Reproduce the listing below with each "innermost point" swapped for "central point", keeping every other line and word unchanged.

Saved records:
——

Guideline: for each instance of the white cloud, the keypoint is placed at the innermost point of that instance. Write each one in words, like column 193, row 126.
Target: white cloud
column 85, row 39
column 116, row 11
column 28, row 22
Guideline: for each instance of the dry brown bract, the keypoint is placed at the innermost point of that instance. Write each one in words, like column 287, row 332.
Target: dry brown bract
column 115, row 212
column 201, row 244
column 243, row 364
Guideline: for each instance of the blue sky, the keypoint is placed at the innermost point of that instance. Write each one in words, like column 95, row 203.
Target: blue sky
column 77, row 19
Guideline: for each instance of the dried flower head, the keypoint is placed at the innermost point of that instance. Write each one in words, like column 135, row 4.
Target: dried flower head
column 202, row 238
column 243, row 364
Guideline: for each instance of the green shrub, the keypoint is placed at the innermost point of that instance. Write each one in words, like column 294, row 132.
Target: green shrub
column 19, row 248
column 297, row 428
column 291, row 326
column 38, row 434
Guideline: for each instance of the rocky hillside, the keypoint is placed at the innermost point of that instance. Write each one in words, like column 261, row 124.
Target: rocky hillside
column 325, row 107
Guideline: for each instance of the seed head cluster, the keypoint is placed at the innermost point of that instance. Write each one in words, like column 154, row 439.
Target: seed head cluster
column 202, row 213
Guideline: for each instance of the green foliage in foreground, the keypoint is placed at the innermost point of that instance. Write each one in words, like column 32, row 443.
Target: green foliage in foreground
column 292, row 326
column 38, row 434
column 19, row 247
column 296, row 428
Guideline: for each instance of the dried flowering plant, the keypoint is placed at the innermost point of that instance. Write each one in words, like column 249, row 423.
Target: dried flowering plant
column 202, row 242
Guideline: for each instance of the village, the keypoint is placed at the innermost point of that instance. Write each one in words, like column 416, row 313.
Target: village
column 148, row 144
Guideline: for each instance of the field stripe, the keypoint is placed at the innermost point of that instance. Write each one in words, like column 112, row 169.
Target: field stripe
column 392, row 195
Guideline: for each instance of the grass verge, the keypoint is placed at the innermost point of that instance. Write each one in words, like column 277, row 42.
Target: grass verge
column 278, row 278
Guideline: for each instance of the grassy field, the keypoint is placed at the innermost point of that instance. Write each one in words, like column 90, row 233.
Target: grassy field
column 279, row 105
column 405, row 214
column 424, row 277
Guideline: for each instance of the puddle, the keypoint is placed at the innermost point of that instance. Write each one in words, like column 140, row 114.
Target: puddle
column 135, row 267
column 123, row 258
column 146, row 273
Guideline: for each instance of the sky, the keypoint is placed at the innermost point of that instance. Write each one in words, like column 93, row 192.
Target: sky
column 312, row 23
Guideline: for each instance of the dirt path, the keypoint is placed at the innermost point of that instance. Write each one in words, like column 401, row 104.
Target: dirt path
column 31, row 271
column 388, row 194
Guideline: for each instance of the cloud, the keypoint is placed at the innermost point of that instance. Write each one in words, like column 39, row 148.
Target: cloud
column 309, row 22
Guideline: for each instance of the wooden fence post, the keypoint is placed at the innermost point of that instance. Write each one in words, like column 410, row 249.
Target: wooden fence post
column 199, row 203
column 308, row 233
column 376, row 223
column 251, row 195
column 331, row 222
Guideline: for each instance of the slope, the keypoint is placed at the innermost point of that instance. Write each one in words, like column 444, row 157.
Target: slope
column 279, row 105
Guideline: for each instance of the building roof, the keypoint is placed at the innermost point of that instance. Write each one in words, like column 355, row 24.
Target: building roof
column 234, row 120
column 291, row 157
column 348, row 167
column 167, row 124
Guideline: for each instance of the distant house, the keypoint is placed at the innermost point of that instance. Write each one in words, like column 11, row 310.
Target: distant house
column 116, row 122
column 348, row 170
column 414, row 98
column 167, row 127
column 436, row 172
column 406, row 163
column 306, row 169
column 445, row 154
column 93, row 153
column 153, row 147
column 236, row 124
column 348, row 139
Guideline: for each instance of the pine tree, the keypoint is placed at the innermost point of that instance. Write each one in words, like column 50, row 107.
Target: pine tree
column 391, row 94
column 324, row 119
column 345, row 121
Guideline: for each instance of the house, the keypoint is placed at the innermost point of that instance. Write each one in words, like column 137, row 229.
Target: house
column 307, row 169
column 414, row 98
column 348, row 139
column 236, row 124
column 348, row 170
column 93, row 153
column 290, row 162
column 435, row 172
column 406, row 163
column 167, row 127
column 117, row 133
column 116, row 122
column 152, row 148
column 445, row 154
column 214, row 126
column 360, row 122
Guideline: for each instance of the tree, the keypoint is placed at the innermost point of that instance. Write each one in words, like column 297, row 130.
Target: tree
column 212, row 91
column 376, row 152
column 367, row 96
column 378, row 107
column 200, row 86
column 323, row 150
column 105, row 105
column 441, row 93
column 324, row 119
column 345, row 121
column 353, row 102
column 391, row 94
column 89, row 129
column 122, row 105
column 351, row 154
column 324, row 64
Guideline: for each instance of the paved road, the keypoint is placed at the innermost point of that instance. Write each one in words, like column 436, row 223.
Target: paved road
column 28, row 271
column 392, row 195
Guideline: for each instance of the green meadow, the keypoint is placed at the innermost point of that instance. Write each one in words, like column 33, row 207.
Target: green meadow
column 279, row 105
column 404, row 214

——

» **Solution to this task**
Guideline: for each instance of the white cloud, the keypoint is placed at the central point of that instance. Write each one in words, like column 193, row 126.
Target: white cloud
column 85, row 39
column 116, row 11
column 28, row 22
Guideline: for each instance of the dry brown bract, the keypoint is placed at the central point of that instance. Write each one in words, like column 287, row 332.
Target: dry brown bract
column 115, row 212
column 201, row 244
column 243, row 364
Guideline: for each instance of the blue sky, the keypoint is placed at the central point of that instance. Write each one in words, like column 95, row 203.
Target: blue sky
column 77, row 19
Guideline: for each instance of the dried flower head, the keypoint is placed at the central point of that instance. Write each one in words, like column 135, row 4.
Target: dried flower head
column 202, row 238
column 243, row 364
Guideline: for each instance of the green shrub, the keypoint is placed at the central point of that instance. Write each one in words, like column 294, row 132.
Target: green shrub
column 19, row 248
column 297, row 428
column 291, row 326
column 38, row 434
Guideline: for each instance of the rocky hillside, the keypoint is placed at the central point of that instance. Write each one in words, like column 261, row 124.
Target: rocky hillside
column 325, row 107
Guideline: for each instance of the seed head cluster, the keypoint is placed at the central point of that instance. Write each one in words, like column 154, row 439.
Target: seed head cluster
column 202, row 213
Guideline: for each instance of the green foliage in foreground, the keypoint is placed at the central point of that instance. Write each one in words, like column 32, row 443.
Target: green foliage in foreground
column 292, row 326
column 38, row 434
column 19, row 247
column 296, row 428
Guideline: for each instance of the dried flowering plant, the keypoint is placed at the central point of that instance. Write each one in words, like column 249, row 423.
Target: dried flowering plant
column 202, row 242
Guideline: for each instance of the village, the keypoint is placed at the central point of that instance. Write each one in words, like column 416, row 313.
Target: village
column 148, row 144
Guideline: for each instance of the field stripe, the keypoint is placed at the central point of that instance. Write each one in words, like column 112, row 169.
Target: field stripe
column 392, row 195
Guideline: for each instance of the grass verge, the keypoint is placed at the central point of that instance. Write each one in words, like column 277, row 42.
Target: grass verge
column 278, row 278
Guideline: for each instance of the grassy field, the keypoint is placed at the central point of that instance. Write each one in words, like column 90, row 233.
Target: grassy field
column 279, row 105
column 405, row 214
column 424, row 277
Guideline: for each instance of the puddle, the keypoint is placed at the central point of that instance. Write each one in words, like column 140, row 114.
Target: puddle
column 135, row 267
column 123, row 258
column 146, row 273
Guideline: for each instance of the sky, the keypoint is placed at the central point of that instance. Write each one in words, like column 93, row 192.
Target: sky
column 312, row 23
Guideline: for each instance of the dirt path, the keypoint is placed at the central point of that instance. Write each one in words, like column 401, row 104.
Target: dirt path
column 31, row 271
column 388, row 194
Guideline: for each instance of the cloud, the keypoint is placed at the central point of that instance. Write each one in words, like column 39, row 148.
Target: cloud
column 309, row 22
Guideline: for each instance of the wooden fence post, the keypoint is placed at the central point of that instance. Write each one in words, like column 410, row 249.
Target: wooden fence post
column 199, row 203
column 308, row 233
column 376, row 223
column 251, row 195
column 331, row 222
Guideline: for each instance of the slope, the keypoint is placed at the central point of that instance. Write each one in words, like column 444, row 157.
Target: slope
column 279, row 105
Guideline: for each instance of the building roof, the keypoint is placed at the central point of that instance. Write each one in words, like column 355, row 24.
Target: building roof
column 234, row 120
column 291, row 157
column 348, row 167
column 167, row 124
Guideline: for each instance of the distant house, the keypoint is placed at the central point of that instance. Write each one in words, like column 11, row 310.
Target: distant house
column 116, row 122
column 348, row 170
column 414, row 98
column 167, row 127
column 436, row 172
column 406, row 163
column 306, row 169
column 445, row 154
column 93, row 153
column 153, row 147
column 236, row 124
column 348, row 139
Guideline: for each instance of the pine tree, the keypoint is placed at the central point of that instance. Write each one in words, like column 50, row 107.
Target: pine tree
column 391, row 94
column 324, row 119
column 345, row 121
Guideline: for each instance of the house, the keypoint is placed at the central point of that instance. Write each one in words, like column 137, row 229.
Target: house
column 307, row 169
column 414, row 98
column 348, row 139
column 236, row 124
column 348, row 170
column 93, row 153
column 290, row 162
column 435, row 172
column 406, row 163
column 167, row 127
column 117, row 133
column 116, row 122
column 152, row 148
column 445, row 154
column 214, row 126
column 360, row 122
Guideline: for each instance of the tree, the keypoint is placed at the central point of that instance. Write each one in words, like column 297, row 130.
Target: tree
column 212, row 91
column 376, row 152
column 367, row 96
column 378, row 107
column 200, row 86
column 323, row 150
column 105, row 105
column 441, row 93
column 324, row 119
column 345, row 121
column 353, row 102
column 391, row 94
column 89, row 129
column 122, row 105
column 351, row 154
column 324, row 64
Guideline: for each instance of the paved road, the keypoint is placed at the central point of that instance. Write each one in words, like column 436, row 223.
Target: paved road
column 28, row 271
column 392, row 195
Guideline: for each instance of the green meadow, the keypoint is placed at the central point of that instance. Write each one in words, like column 33, row 207.
Target: green meadow
column 279, row 105
column 404, row 214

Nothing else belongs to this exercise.